> **TASK GOAL**: Render everything from the beginning of the items down to and including the line containing "[166,323,349,522]" as a JSON list of strings, one string per line, with blank lines omitted.

[Start]

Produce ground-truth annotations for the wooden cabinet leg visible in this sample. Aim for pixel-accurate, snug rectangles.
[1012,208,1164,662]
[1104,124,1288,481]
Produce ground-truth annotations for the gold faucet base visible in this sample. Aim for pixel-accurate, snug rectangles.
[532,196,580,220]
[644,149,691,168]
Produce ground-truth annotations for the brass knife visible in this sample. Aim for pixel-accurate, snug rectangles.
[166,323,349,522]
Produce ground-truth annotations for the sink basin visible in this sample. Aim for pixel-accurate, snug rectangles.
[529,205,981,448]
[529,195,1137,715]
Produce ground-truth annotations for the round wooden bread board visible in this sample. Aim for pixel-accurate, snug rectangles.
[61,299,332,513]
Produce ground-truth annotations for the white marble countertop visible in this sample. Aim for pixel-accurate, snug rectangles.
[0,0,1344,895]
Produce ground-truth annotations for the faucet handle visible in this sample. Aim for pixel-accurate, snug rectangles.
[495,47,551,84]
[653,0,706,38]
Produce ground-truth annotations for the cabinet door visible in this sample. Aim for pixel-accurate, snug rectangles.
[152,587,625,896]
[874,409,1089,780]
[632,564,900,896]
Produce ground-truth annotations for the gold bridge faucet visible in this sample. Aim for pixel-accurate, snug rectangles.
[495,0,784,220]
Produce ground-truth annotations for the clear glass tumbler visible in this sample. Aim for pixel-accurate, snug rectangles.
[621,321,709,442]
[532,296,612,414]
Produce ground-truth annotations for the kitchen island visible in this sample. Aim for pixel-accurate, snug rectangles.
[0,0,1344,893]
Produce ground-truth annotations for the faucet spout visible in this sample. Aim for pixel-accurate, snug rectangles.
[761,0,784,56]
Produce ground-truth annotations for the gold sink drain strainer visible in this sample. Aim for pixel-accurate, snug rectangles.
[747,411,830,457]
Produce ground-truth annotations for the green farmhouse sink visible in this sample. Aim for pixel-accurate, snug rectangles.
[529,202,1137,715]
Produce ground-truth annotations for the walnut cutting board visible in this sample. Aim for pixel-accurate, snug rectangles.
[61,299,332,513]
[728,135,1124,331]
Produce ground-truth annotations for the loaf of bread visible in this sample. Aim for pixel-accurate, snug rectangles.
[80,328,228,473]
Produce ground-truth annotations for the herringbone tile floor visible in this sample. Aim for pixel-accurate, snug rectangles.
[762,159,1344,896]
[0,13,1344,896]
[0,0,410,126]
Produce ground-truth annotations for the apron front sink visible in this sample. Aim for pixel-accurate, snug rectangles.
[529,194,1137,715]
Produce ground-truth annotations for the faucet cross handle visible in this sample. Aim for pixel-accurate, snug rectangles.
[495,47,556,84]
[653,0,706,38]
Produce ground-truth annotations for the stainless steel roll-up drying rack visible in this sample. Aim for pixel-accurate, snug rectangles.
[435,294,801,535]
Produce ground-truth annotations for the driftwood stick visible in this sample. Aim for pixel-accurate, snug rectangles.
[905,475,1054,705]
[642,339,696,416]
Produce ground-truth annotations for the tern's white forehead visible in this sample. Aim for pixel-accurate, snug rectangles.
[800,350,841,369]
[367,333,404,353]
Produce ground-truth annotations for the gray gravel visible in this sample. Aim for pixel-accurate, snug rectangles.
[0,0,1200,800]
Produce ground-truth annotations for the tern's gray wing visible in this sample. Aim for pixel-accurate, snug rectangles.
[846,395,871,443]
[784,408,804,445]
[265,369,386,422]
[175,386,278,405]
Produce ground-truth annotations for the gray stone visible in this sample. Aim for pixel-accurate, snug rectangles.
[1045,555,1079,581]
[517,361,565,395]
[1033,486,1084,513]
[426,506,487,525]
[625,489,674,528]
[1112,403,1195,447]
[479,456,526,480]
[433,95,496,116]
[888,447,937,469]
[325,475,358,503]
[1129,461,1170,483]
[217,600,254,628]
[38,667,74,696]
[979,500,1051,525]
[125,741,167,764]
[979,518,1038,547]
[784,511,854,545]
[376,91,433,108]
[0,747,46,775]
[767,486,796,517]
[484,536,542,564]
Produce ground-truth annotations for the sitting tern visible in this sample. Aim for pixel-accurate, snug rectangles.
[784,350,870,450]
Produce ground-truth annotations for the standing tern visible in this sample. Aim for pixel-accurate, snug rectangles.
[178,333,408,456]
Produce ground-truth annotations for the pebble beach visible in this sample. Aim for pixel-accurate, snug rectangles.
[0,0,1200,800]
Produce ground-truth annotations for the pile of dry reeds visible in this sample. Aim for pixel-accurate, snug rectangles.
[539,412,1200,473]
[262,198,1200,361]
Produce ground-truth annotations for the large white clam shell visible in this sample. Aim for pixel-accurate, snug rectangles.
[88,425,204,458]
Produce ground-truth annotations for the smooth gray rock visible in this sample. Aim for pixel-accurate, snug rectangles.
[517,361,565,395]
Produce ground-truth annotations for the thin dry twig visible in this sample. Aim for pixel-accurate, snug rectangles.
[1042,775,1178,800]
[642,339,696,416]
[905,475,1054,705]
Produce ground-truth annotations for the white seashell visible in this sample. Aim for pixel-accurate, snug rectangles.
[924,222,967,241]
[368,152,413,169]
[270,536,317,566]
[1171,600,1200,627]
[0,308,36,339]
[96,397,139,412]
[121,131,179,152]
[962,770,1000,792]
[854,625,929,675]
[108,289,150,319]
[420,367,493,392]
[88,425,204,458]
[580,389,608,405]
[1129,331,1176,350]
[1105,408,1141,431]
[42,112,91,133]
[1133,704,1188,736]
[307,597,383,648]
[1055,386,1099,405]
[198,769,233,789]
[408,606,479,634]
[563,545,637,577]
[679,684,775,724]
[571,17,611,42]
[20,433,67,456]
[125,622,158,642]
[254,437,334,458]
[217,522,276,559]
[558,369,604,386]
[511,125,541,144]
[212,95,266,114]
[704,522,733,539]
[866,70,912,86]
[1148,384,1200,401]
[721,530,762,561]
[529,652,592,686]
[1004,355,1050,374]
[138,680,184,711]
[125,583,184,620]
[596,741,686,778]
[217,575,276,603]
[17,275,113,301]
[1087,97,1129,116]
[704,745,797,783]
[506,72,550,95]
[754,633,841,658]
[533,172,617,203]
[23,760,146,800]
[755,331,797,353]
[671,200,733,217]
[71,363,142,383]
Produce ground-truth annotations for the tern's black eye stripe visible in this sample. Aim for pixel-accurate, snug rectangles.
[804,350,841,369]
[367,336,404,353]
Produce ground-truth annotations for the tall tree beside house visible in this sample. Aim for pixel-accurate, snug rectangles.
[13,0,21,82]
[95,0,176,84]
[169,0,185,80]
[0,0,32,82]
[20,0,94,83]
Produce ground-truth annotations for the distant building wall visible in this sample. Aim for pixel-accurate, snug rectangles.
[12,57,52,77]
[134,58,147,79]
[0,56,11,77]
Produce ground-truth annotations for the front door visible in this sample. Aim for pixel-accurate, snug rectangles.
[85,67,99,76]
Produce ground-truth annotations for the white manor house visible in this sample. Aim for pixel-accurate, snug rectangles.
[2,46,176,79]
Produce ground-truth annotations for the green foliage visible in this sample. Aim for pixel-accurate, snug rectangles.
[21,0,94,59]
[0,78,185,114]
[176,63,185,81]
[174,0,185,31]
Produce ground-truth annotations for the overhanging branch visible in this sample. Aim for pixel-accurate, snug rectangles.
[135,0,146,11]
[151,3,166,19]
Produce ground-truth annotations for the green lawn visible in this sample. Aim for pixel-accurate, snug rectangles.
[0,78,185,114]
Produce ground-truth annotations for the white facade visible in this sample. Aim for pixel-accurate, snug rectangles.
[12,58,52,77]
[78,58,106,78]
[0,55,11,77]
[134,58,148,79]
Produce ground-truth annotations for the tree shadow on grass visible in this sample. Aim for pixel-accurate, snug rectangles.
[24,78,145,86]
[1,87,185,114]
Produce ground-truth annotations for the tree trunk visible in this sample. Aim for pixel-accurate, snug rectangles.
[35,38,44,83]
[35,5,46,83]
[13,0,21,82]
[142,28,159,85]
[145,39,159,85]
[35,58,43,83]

[End]

> **FULL ANSWER**:
[
  "Produce ground-truth annotations for the wooden cabinet leg visible in this sample. Aim for pixel-accurate, snug rectangles.",
  "[1012,208,1164,662]",
  "[1104,124,1288,481]",
  "Produce ground-truth annotations for the gold faucet base visible in this sample. Aim for pixel-accurate, snug rectangles.",
  "[532,196,580,220]",
  "[644,149,691,168]",
  "Produce ground-truth annotations for the brass knife visible in this sample. Aim for pixel-accurate, snug rectangles.",
  "[166,323,349,522]"
]